## [Selected passage]

# # # # # # #

Grokbase Groups Pig user July 2009
FAQ
Hi,

Recently my cluster configuration changed from 11 reducers to 12. Since then
on every job using pig only 3 reducers do actual work and output results
while the others quickly finish and output zero byte files. The result of
the entire job is OK but getting there takes longer because of the uneven
work distribution. Plain MR jobs are fine and do have even work
distribution. Can this be something in pig ?
(I'm using latest trunk)

Thanks,
Tamir

Search Discussions

  • Dmitriy Ryaboy at Jul 2, 2009 at 2:06 pm
    Tamir, Can you provide example queries that result in this behavior, and
    describe or provide the input data?

    -D
    On Thu, Jul 2, 2009 at 4:55 AM, Tamir Kamara wrote:

    Hi,

    Recently my cluster configuration changed from 11 reducers to 12. Since
    then
    on every job using pig only 3 reducers do actual work and output results
    while the others quickly finish and output zero byte files. The result of
    the entire job is OK but getting there takes longer because of the uneven
    work distribution. Plain MR jobs are fine and do have even work
    distribution. Can this be something in pig ?
    (I'm using latest trunk)

    Thanks,
    Tamir
  • Alan Gates at Jul 2, 2009 at 3:23 pm
    For most operations Pig uses the default Hadoop partitioner. We do
    set our own partitioner for order by, but at the moment I believe
    that's it. How are you launching Pig? Is it possible it's picking up
    an old hadoop-site.xml file or something?

    Alan.
    On Jul 2, 2009, at 4:55 AM, Tamir Kamara wrote:

    Hi,

    Recently my cluster configuration changed from 11 reducers to 12.
    Since then
    on every job using pig only 3 reducers do actual work and output
    results
    while the others quickly finish and output zero byte files. The
    result of
    the entire job is OK but getting there takes longer because of the
    uneven
    work distribution. Plain MR jobs are fine and do have even work
    distribution. Can this be something in pig ?
    (I'm using latest trunk)

    Thanks,
    Tamir
  • Tamir Kamara at Jul 5, 2009 at 9:19 am
    Hi,

    The config files are up to date and have the 12 reducers.
    I've been able to verify that this only happens when a UDF is used. I mostly
    use eval functions. An example script:

    a01 = load 'file' as (key: long, value: int);
    the same for a02-a31;
    b = cogroup a01 by key, a02 by key, ..., a31 by key;
    DEFINE MEDMAD14 pigUDF.MedMad('14');
    c = foreach b generate group as key, flatten(MEDMAD14(a01, a02, ..., a31));

    The MEDMAD function iterates over the input and produces a bag of a rolling
    median and mad according to the window value passed in the definition.

# # # # # # #

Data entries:
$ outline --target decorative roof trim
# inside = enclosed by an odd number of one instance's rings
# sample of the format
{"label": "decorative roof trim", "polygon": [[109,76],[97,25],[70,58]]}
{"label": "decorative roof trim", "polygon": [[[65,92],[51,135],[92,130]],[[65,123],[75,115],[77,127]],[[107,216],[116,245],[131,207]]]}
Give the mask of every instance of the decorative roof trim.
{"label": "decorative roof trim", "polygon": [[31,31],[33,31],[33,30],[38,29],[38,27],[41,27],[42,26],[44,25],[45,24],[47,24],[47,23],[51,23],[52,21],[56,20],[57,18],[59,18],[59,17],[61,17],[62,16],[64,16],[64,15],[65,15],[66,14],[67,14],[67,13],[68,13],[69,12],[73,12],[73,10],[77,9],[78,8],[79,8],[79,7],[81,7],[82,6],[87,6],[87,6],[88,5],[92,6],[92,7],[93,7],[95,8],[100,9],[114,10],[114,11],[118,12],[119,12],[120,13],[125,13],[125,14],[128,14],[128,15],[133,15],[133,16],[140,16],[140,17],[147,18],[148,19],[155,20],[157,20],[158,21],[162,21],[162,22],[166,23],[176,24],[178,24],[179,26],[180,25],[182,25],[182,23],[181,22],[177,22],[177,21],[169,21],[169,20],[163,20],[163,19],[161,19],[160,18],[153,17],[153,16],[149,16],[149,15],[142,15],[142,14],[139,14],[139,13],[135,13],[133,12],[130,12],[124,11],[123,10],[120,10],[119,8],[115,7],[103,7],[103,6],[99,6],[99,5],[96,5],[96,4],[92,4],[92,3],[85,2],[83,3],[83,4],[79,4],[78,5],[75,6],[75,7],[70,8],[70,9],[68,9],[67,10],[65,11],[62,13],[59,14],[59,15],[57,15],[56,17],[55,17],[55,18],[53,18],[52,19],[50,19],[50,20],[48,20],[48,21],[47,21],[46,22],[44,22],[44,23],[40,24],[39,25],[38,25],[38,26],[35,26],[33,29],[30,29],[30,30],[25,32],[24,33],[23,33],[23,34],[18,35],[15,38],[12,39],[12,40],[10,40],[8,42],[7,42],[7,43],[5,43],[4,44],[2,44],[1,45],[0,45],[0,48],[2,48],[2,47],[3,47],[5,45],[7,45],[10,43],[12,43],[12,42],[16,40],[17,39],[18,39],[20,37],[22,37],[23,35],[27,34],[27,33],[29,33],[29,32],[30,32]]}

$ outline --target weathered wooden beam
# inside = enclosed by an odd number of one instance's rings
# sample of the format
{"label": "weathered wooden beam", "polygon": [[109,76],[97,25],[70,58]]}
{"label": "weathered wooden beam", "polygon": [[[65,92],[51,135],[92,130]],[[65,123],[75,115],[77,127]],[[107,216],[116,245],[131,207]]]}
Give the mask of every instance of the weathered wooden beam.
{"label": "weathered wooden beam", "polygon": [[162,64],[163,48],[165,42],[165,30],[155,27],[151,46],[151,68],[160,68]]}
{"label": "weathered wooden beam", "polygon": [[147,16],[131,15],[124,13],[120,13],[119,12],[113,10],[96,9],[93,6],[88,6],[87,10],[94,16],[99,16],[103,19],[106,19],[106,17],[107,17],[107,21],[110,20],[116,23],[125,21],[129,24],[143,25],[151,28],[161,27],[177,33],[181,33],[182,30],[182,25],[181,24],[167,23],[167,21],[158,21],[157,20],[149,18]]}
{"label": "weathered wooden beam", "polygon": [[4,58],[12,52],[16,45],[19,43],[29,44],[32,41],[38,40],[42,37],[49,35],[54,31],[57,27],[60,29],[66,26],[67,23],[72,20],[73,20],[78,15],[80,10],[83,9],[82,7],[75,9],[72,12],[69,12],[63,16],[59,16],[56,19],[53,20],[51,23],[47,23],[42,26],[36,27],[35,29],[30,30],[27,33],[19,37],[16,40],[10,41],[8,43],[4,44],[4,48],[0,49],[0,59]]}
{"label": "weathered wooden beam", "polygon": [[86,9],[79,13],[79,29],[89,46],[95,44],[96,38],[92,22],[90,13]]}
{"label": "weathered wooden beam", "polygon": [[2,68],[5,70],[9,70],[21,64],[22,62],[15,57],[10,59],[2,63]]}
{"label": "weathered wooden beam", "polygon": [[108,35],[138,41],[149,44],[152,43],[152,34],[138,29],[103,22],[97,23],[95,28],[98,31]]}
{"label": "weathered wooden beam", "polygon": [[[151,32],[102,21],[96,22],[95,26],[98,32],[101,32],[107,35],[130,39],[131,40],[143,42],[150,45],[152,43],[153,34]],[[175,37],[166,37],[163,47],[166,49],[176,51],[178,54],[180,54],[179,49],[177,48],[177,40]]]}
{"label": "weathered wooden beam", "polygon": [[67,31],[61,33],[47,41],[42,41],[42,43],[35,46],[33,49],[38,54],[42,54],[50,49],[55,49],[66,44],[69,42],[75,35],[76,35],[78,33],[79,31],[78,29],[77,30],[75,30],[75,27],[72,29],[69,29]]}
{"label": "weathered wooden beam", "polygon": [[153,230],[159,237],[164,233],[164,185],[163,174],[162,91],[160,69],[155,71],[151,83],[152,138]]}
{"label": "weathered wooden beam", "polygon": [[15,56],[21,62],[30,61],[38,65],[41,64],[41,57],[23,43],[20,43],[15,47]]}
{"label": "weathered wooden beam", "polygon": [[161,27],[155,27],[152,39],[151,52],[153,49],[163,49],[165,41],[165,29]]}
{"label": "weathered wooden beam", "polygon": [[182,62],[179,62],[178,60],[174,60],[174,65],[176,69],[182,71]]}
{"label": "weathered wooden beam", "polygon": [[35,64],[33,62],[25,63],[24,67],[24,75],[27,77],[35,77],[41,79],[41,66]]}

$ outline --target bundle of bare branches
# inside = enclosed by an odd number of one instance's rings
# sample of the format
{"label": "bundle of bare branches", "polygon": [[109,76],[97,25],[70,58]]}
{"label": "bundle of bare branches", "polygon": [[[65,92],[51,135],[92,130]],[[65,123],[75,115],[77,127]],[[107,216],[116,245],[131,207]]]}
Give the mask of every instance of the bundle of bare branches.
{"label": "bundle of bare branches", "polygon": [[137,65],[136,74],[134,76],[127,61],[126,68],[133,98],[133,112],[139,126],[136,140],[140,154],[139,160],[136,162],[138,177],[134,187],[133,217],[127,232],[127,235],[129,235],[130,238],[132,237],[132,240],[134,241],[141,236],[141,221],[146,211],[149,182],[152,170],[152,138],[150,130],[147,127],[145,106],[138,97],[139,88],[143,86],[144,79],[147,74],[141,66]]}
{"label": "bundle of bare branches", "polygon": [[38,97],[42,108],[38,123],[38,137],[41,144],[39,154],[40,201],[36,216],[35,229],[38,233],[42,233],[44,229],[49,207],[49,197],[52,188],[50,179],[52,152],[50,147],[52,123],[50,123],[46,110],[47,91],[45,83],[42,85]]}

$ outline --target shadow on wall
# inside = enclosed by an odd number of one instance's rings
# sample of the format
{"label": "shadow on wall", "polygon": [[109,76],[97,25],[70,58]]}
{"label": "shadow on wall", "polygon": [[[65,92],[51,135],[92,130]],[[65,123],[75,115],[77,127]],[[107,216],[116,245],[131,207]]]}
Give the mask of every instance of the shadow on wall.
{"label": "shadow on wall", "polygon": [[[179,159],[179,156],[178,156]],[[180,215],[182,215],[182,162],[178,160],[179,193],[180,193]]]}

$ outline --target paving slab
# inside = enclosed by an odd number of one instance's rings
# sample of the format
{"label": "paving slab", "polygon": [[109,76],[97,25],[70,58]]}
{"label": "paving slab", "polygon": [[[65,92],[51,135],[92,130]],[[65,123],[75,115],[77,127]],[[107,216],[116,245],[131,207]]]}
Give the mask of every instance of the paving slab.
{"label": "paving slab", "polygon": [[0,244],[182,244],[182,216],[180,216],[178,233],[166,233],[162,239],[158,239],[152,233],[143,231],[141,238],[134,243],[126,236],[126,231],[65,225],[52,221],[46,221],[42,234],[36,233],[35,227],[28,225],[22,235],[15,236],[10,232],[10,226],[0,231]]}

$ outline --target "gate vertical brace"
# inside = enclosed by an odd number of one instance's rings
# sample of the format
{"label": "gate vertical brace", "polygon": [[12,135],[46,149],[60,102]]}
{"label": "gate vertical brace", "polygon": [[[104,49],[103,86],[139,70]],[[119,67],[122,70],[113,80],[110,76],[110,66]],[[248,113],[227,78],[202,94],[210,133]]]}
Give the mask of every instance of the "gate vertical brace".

# # # # # # #

## [Given problem 1]
Print the part of the Pig reducer thread starting at "The config files" and ending at "in the definition.".
## [Given problem 2]
Give the full names of all the people who post a message in the Pig reducer thread.

## [Task output 1]
The config files are up to date and have the 12 reducers.
    I've been able to verify that this only happens when a UDF is used. I mostly
    use eval functions. An example script:

    a01 = load 'file' as (key: long, value: int);
    the same for a02-a31;
    b = cogroup a01 by key, a02 by key, ..., a31 by key;
    DEFINE MEDMAD14 pigUDF.MedMad('14');
    c = foreach b generate group as key, flatten(MEDMAD14(a01, a02, ..., a31));

    The MEDMAD function iterates over the input and produces a bag of a rolling
    median and mad according to the window value passed in the definition.

## [Task output 2]
Tamir Kamara
Dmitriy Ryaboy
Alan Gates